▶ [Tasks for this exercise]
1 – In the blog post about teaching women's studies, rewrite the paragraph beginning "I also think I was somewhat cowed" in fewer words, keeping its main points.
2 – According to the blog post about teaching women's studies, what course was the writer teaching for the first time?
3 – Proceed with the blog post about teaching women's studies, picking up right after its final sentence.

▶ [Source text]

Talkin' trash to the garbage around me.

25 March, 2006

Am I the one who should be teaching women about their bodies?

Well, I'm finishing up the grading for the term, my first teaching an introductory women's studies course, and as I read the exams, I'm a little disappointed to find that most of my students didn't "get it." That is, I don't think they really grasped the power dynamics that buttress all of the different and interrelated forms of inequality. In the best tradition of self-reflexivity, I have to ask myself why that is. The simple answer? I held back.

I suppose there's a number of reasons for this. I approached the course this term as a job I was just trying to muddle through, with very little passion for the whole project. For a course that relies upon fostering self-discovery as a pedagogical tool, I suppose it's a little problematic if the guide for the whole affair is a bit detached from the process.

I also think I was somewhat cowed by the political environment in which "we" academics (I'll include myself for another few months) are teaching. I think I was overly careful not to offend students who may have been a bit more conservative, and that might have blunted my ability to get them to really think about power.

Both of these things are fixable. I'm actually looking forward to next term - probably my last term of teaching ever! - and organizing the class, rather than teaching them.

▶ [Data supplied]
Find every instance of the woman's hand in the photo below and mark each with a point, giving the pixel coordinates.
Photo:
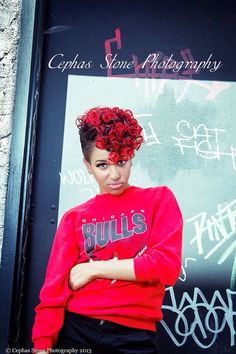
(80, 275)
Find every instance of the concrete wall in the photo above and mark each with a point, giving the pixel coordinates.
(10, 11)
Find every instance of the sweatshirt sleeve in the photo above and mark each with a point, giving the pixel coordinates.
(49, 313)
(162, 260)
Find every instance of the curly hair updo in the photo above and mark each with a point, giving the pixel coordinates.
(113, 129)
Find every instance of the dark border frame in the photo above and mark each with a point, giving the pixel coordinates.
(19, 189)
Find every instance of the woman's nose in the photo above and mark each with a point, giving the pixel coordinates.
(114, 172)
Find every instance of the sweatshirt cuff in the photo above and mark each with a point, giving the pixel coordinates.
(43, 343)
(143, 272)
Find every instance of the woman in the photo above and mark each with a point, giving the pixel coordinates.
(113, 255)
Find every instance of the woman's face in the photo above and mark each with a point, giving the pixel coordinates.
(111, 178)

▶ [Task-by-task answers]
1 – The political climate academics teach in intimidated me (I'll count myself one of them for a few more months). Trying too hard not to offend more conservative students may have weakened my ability to make them really think about power.

2 – An introductory women's studies course.

3 –
That doesn't deal with all of the issues. Frankly, it's hard for me to square helping young people realize that there are structures out there which put them at a significant disadvantage to white, heterosexual, middle-class men when I myself am a white, heterosexual, middle-class man. I mean, we won't even discuss the absurdity of me trying to sort out all of the myths about the female orgasm in a class on sexuality - while I might have some, erm... technical understanding in that respect, hell if I know what's actually going on. But who am I to tell them that they are being made to feel bad about their bodies by mass culture, and that they shouldn't buy into it, even though it's true? Why should they believe me? Some have tried to tell me that maybe they'll take it more seriously since it's coming from a man, which really, is even more fucked up. Why should they believe me? What it boils down to is I'm up there teaching feminist principles in which I honestly believe (even if I fall short in their actual implementation), but I feel like a giant fraud who's going to be found out. It's a very bizarre place to be, and I definitely didn't have to deal with this teaching medical sociology.

Okay, now that that's off my chest, who's up for some beer and football?